YOUR GOAL
Copy the records below verbatim, omitting the pictures.

RECORDS SUPPLIED
+--
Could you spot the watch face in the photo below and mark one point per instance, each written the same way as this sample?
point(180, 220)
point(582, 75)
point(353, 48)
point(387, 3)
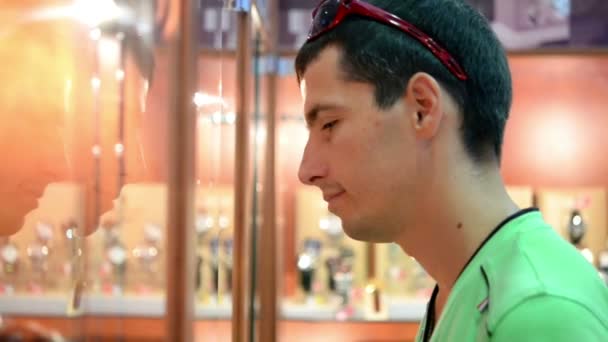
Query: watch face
point(9, 254)
point(117, 255)
point(44, 231)
point(576, 227)
point(152, 232)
+--
SOLUTION BELOW
Could you spot the watch face in the photo below and mark one point per instance, each written the same way as this sample?
point(180, 220)
point(582, 75)
point(353, 48)
point(387, 3)
Query: watch face
point(9, 254)
point(117, 255)
point(44, 231)
point(576, 227)
point(152, 232)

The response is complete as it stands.